_PROBLEM TO WORK ON_: Can you recast the stretch from the start of the records through the line containing "x=238, y=293" as a JSON list of strings, one string per line with blank lines omitted?

_PROVIDED INFORMATION_:
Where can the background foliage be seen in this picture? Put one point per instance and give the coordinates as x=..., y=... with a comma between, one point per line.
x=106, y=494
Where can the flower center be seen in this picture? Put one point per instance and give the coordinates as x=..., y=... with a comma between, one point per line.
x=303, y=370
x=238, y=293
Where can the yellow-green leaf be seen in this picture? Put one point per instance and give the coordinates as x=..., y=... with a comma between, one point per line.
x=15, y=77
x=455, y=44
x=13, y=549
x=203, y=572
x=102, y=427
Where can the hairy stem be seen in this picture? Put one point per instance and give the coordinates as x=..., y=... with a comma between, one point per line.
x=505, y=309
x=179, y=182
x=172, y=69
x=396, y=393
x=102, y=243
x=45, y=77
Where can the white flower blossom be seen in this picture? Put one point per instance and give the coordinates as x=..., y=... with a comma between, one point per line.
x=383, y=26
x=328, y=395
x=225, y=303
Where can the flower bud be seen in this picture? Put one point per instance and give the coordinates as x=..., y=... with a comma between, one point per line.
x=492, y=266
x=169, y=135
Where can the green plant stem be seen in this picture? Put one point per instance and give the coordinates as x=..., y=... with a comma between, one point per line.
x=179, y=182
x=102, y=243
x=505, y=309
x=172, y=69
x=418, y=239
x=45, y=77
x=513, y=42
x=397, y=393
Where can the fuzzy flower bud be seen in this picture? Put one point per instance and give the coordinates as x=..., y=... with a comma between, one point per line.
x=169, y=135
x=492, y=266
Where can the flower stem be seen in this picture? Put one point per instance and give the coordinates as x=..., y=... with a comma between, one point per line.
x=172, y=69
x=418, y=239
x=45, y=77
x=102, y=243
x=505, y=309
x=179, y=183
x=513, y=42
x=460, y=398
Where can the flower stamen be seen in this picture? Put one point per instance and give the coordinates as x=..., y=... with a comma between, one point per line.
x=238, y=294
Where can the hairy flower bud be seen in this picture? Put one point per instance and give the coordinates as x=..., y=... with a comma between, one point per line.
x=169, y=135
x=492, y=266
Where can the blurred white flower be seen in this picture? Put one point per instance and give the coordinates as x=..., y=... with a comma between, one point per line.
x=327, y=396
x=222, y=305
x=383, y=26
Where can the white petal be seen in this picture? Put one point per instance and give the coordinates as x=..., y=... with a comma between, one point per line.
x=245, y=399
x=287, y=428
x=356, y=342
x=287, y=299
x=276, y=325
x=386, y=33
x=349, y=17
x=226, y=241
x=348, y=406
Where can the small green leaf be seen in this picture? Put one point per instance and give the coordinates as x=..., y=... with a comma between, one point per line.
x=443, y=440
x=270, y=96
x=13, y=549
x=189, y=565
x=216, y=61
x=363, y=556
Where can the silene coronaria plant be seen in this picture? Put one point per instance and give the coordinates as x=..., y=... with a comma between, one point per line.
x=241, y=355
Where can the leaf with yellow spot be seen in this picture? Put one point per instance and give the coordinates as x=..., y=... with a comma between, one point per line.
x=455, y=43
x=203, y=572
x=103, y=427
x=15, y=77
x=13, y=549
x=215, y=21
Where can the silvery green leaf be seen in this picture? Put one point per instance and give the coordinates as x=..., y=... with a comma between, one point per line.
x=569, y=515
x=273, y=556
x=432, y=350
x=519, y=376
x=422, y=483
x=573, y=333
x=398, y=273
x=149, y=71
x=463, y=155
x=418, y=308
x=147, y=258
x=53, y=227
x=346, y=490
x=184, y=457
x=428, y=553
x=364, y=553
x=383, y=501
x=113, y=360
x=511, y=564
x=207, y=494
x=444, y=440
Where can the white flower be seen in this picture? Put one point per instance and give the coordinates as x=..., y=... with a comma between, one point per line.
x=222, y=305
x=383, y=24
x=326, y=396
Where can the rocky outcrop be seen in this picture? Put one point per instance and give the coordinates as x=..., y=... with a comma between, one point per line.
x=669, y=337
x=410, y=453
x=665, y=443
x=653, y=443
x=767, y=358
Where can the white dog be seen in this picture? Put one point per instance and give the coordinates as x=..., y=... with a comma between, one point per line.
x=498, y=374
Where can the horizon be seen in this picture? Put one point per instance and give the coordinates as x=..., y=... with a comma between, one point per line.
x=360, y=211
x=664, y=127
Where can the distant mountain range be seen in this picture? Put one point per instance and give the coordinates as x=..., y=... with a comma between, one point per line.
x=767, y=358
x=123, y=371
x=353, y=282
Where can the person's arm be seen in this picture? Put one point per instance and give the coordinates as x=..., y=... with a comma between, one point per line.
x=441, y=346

_THE ANSWER_:
[
  "Where can the background foliage be seen in this picture? Put one point per instance and give the coordinates as x=..., y=... with a comma between, one point per line.",
  "x=106, y=494",
  "Where can the flower center be seen in this picture? Put one point per instance and give the coordinates as x=..., y=... with a comma between, one point per line.",
  "x=303, y=370",
  "x=238, y=293"
]